Task brief>
What follows is a listing; restate every line of it word for word.

— start —

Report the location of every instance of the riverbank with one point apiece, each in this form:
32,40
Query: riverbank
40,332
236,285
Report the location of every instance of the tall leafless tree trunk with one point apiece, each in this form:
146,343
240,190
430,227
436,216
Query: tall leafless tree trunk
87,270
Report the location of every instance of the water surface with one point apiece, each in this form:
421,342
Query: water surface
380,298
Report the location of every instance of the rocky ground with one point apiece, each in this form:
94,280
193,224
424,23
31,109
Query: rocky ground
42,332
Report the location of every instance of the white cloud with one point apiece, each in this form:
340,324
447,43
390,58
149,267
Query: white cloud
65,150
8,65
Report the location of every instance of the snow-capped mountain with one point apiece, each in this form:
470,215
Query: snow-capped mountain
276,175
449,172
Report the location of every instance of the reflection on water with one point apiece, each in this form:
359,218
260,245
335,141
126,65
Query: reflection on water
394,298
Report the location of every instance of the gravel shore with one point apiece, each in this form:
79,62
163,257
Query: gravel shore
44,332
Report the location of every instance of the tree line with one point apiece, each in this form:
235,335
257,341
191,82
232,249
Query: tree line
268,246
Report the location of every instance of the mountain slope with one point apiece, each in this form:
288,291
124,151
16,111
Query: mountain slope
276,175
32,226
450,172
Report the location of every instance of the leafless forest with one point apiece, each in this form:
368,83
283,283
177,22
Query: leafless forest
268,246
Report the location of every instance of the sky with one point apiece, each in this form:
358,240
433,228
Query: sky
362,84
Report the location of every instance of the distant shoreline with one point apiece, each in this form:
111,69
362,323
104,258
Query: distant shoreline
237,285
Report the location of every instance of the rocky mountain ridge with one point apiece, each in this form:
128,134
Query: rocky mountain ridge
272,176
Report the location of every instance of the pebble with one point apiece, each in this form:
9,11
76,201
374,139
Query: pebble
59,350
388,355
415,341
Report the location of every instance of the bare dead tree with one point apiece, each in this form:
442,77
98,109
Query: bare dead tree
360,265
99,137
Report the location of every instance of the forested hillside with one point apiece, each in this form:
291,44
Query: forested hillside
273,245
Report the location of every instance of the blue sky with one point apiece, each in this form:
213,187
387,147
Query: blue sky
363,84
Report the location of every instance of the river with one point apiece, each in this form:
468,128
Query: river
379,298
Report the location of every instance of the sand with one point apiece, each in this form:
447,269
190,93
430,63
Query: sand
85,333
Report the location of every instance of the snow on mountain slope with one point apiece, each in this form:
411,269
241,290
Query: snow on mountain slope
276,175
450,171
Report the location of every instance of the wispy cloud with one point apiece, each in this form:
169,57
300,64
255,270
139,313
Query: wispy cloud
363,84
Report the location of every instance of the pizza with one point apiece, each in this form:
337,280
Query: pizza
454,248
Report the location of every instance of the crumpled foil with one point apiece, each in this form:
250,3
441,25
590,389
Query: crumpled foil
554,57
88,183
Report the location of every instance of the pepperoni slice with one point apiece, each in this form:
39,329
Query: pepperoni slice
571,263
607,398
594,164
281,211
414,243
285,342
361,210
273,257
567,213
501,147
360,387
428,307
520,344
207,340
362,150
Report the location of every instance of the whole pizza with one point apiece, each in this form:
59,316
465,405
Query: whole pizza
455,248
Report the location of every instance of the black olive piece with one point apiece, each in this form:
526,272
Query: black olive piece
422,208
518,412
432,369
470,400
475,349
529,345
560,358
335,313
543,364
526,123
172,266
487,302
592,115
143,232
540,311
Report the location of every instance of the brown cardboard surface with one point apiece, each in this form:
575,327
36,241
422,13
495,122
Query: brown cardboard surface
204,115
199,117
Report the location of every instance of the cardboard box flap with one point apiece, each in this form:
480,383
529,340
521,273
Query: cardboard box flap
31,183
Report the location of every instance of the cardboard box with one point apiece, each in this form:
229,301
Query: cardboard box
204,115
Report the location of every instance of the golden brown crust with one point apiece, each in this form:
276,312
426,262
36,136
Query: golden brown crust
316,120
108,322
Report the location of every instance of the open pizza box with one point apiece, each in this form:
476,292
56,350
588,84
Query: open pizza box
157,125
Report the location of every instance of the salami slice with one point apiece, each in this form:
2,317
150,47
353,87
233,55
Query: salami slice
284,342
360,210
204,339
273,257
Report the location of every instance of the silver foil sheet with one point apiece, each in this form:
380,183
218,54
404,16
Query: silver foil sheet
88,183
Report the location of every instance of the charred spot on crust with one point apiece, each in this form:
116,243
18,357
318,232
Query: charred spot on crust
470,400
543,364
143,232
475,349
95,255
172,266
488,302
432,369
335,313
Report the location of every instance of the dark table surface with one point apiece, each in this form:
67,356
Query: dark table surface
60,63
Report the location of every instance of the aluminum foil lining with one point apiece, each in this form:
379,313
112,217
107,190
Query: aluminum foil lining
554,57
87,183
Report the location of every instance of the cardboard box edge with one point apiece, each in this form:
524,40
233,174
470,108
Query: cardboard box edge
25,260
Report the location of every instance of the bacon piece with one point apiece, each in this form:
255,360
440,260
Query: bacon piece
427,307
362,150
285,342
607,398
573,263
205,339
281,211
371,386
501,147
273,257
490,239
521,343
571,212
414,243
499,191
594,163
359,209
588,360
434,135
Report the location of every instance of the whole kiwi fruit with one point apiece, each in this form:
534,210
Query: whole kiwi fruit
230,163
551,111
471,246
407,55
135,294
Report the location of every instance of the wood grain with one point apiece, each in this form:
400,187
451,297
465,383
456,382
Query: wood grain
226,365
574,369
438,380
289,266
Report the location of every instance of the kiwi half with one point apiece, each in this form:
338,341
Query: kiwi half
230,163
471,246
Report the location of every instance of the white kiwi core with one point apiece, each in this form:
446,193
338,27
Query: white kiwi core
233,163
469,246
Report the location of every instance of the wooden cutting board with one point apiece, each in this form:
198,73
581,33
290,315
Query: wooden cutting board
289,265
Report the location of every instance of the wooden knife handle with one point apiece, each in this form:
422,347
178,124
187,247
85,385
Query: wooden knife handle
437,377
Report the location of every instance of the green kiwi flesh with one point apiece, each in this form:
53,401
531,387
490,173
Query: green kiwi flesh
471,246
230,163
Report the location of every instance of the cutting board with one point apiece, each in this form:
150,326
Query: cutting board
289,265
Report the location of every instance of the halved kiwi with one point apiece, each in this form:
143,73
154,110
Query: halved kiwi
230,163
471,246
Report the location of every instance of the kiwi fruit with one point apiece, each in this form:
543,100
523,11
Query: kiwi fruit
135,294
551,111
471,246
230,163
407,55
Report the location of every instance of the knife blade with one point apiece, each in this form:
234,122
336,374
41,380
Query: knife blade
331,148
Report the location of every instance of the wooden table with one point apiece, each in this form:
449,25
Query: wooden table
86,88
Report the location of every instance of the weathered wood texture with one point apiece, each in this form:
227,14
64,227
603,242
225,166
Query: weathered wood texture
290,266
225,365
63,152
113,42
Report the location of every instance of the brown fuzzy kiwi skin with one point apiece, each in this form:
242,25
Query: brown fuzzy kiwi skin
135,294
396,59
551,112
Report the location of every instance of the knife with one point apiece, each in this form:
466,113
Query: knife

— end —

Task output>
Report the location of every instance of the riverbank with one point apiece, each in this form:
32,40
Query: riverbank
40,332
236,285
Report the location of every instance of the tall leafless tree trunk with one point apiece, each in this form:
146,343
240,190
430,227
436,216
Query: tall leafless tree trunk
87,270
Report the location of every instance of the water surface with one point apiece, each in this form:
421,342
Query: water surface
380,298
Report the location of every instance of the rocky ground with one point apiece, each in this form:
94,280
193,224
424,23
31,109
Query: rocky ground
42,332
Report the location of every instance of the white cloud with one point apiece, each in this form:
340,324
447,43
390,58
149,267
Query: white cloud
65,150
8,65
Report the location of every instance of the snow-capped mountain with one point apiece, each in this form:
470,215
Query: snow-capped mountain
276,175
449,172
Report the location of every instance of the reflection on water with one point apiece, each in this form:
359,218
260,245
335,141
126,65
Query: reflection on water
394,298
Report the location of every instance of the gravel shore with one point apiece, each in this form:
79,62
163,257
Query: gravel shore
44,332
Report the location of every instance of the tree line with one point apiece, each in this form:
235,335
257,341
191,82
232,249
Query: tree line
268,246
Report the location of every instance of the mountain slope with one point apiece, each in this form:
288,291
124,151
16,111
Query: mountain slope
276,175
32,226
450,172
Report the location of every instance of the leafless forest with one point apiece, each in this form:
368,83
283,283
177,22
Query: leafless forest
268,246
Report the location of every instance of the sky with one point apiece, each in this form:
358,240
433,228
Query: sky
362,84
Report the location of every instance of the distant shoreline with one point apiece, each in this form:
111,69
362,323
104,258
Query: distant shoreline
237,285
Report the location of every instance of the rocky mountain ridge with one point apiece, each in this form:
128,134
Query: rocky mountain ridge
272,176
Report the location of every instance of the pebble with one point apiece, each in this form:
9,11
76,201
374,139
Query: pebble
59,350
388,355
415,341
Report the location of every instance of the bare dead tree with one point apiece, each in this form:
442,77
98,109
Query: bare dead tree
360,265
99,137
Report the location of every instance of the forested hillside with one point apiece, each in this form:
291,44
Query: forested hillside
273,245
Report the location of every instance of the blue sky with one point apiece, each in this form:
213,187
387,147
Query: blue sky
363,84
Report the location of every instance of the river with one point apiece, each in this form:
468,128
Query: river
379,298
Report the location of every instance of the sand with one point apiece, each in this form:
447,269
190,93
430,63
Query: sand
85,333
Report the location of every instance of the snow on mountain slope with one point apiece, each in this form:
411,269
241,290
Query: snow on mountain slope
276,175
450,171
Report the location of every instance of the wispy cloud with one point apiece, each in this form:
169,57
300,64
255,270
139,313
Query: wispy cloud
363,84
Report the location of every instance of the pizza with one point apiece, each in this form:
337,280
Query: pizza
454,248
Report the location of every instance of the crumpled foil with one point apiece, each in this form:
250,3
441,25
590,389
Query: crumpled foil
554,57
88,183
Report the location of every instance of the pepperoni slice with one point apiece, each in this form:
39,329
Query: pepperoni slice
571,263
607,398
594,164
281,211
414,243
285,342
361,210
273,257
567,213
501,147
360,387
428,307
520,344
207,340
362,150
Report the location of every instance of the whole pizza with one point apiece, each in this form:
59,316
465,405
Query: whole pizza
455,248
Report the location of every instance of the black olive piece with one point apiece, each in this form:
526,272
Query: black olive piece
422,208
518,412
432,369
470,400
475,349
529,345
560,358
335,313
543,364
526,123
172,266
487,302
592,115
143,232
540,311
Report the location of every instance of the brown cardboard surface with one point apiece, each in this form:
575,327
36,241
422,13
495,122
Query: brown cardboard surface
204,115
199,117
Report the location of every instance of the cardboard box flap with one point apiece, each in this form:
480,383
529,340
521,273
Query: cardboard box flap
31,183
Report the location of every instance of the cardboard box with one point apiece, each in this form:
229,301
Query: cardboard box
204,115
Report the location of every instance of the golden brown crust with one point apiece, each in this form:
276,312
426,262
36,136
Query: golden brown crust
316,120
108,322
Report the location of every instance of the open pizza box with one point apiece, each in this form:
476,292
56,350
588,84
Query: open pizza box
157,125
Report the location of every instance of the salami slice with one point apiece, each in this form:
2,317
150,47
353,87
233,55
Query: salami slice
284,342
360,210
204,339
273,257
Report the location of every instance of the silver foil sheet with one point apiece, each in this form:
380,183
218,54
404,16
Query: silver foil sheet
88,183
Report the location of every instance of the charred spot on crust with one point apiece, each in this form:
116,243
18,357
318,232
Query: charred spot on crust
470,400
543,364
143,232
475,349
95,255
172,266
488,302
432,369
335,313
Report the location of every instance of the dark table surface with one point apiece, each in this form:
67,356
Query: dark table surface
60,63
Report the location of every instance of the aluminum foil lining with one point apiece, each in this form:
379,313
112,217
107,190
Query: aluminum foil lining
554,57
87,183
Report the location of every instance of the cardboard box edge with one point apiece, each in this form:
524,40
233,174
470,108
Query: cardboard box edge
25,260
Report the location of every instance of the bacon piece with one point apiece, each in this form:
255,360
440,260
Query: bacon piece
427,307
362,150
285,342
607,398
573,263
205,339
281,211
371,386
501,147
273,257
490,239
521,343
571,212
414,243
499,191
594,163
359,209
588,360
434,135
Report the location of every instance of the whole kiwi fruit with one point apiece, each in this form:
534,210
Query: whole kiwi fruit
230,163
551,111
471,246
407,55
135,294
Report the location of every instance of the wood grain with one point apiece, each in this form:
400,187
451,297
465,383
456,382
Query: wood grain
226,365
574,369
438,380
289,266
Report the location of every instance of the kiwi half with one point apiece, each in this form:
338,341
Query: kiwi half
230,163
471,246
Report the location of every instance of the white kiwi core with one point apiece, each in this form:
446,193
338,27
Query: white kiwi core
233,163
469,246
Report the location of every instance of the wooden cutting board with one point apiece, each in this form:
198,73
581,33
290,315
Query: wooden cutting board
289,265
Report the location of every instance of the wooden knife handle with one point apiece, each in this form:
422,347
178,124
187,247
85,385
Query: wooden knife handle
437,377
Report the location of every instance of the green kiwi flesh with one point apiece, each in this form:
53,401
531,387
490,173
Query: green kiwi flesh
471,246
230,163
Report the location of every instance of the cutting board with one point apiece, each in this form:
150,326
Query: cutting board
289,265
Report the location of every instance of the halved kiwi with one point apiece, each in this form:
143,73
154,110
Query: halved kiwi
230,163
471,246
Report the location of every instance of the kiwi fruit with one point apiece, each in this form:
543,100
523,11
Query: kiwi fruit
135,294
551,111
471,246
230,163
407,55
Report the location of every instance of the knife blade with one point apiece, each in this form:
234,122
336,374
41,380
Query: knife blade
331,148
Report the location of every instance of the wooden table with one point apiece, each in this form:
449,25
Query: wooden table
86,88
Report the location of every instance of the weathered wood texture with one point apiece, each in this form:
227,14
64,227
603,242
225,166
Query: weathered wood texture
290,266
225,365
63,152
113,42
Report the location of every instance of the brown fuzzy kiwi skin with one point apiece, each in this form:
242,25
Query: brown fuzzy kiwi skin
135,294
396,59
551,112
Report the location of every instance of the knife with one point apiece, each in this form:
466,113
Query: knife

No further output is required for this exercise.